Enhance documentation for CLI and tool integration

- Updated `.cursorrules` to provide a comprehensive overview of the interactive CLI, including its architecture, key components, and command handling. - Expanded `README.md` to introduce the CLI features, quick start instructions, and detailed command descriptions for user guidance. - Added `docs/cli.md` to document CLI usage, configuration, and animated feedback, ensuring clarity for users and developers. - Revised `docs/tools.md` to include support for SSH backend in terminal tools, enhancing the documentation for terminal execution options.
2026-01-31 06:33:43 +00:00
parent bc76a032ba
commit c360da4f35
4 changed files with 382 additions and 7 deletions
--- a/.cursorrules
+++ b/.cursorrules
@@ -1,4 +1,4 @@
-Hermes-Agent is an agent harness for LLMs.
+Hermes-Agent is an agent harness for LLMs with an interactive CLI.
 ## Development Environment
@@ -9,12 +9,15 @@ source venv/bin/activate  # Before running any Python commands
 ## Project Structure
 - `hermes` - CLI launcher script (run with `./hermes`)

[HOW TO COMPLETE THIS TASK] In the commit on CLI documentation, which file was added to document CLI usage, configuration, and animated feedback?

Records taken from a dataset
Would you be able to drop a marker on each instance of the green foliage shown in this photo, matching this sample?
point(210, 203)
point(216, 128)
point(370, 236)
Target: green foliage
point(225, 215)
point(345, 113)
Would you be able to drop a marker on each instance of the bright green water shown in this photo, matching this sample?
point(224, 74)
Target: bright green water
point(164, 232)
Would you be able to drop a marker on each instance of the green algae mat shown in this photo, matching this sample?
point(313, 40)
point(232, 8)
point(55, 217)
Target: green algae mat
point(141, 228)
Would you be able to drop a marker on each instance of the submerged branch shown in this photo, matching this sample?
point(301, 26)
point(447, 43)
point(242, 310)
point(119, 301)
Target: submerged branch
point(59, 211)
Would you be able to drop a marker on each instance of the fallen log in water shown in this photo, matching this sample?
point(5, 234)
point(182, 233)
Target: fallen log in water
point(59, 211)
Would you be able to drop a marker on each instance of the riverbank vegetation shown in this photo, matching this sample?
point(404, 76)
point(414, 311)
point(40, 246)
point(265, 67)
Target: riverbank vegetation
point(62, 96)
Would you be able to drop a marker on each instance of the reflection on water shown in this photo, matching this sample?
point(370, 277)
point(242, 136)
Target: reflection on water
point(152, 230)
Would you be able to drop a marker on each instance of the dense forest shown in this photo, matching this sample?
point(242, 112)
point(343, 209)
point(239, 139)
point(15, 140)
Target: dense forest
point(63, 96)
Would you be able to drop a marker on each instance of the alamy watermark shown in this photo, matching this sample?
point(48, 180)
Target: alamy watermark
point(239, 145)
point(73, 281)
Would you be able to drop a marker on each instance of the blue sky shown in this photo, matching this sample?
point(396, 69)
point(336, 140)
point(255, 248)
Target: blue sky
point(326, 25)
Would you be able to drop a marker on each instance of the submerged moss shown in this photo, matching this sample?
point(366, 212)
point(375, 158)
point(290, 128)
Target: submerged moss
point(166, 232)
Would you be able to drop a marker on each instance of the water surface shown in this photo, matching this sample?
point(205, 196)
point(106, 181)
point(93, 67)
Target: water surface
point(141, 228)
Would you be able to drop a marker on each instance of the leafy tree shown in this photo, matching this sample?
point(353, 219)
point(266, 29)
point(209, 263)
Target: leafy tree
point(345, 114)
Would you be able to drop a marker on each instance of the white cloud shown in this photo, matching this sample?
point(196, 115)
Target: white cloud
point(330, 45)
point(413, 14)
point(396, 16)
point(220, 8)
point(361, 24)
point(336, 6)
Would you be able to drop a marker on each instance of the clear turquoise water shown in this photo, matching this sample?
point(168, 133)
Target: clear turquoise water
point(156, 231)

[ANSWER] `docs/cli.md`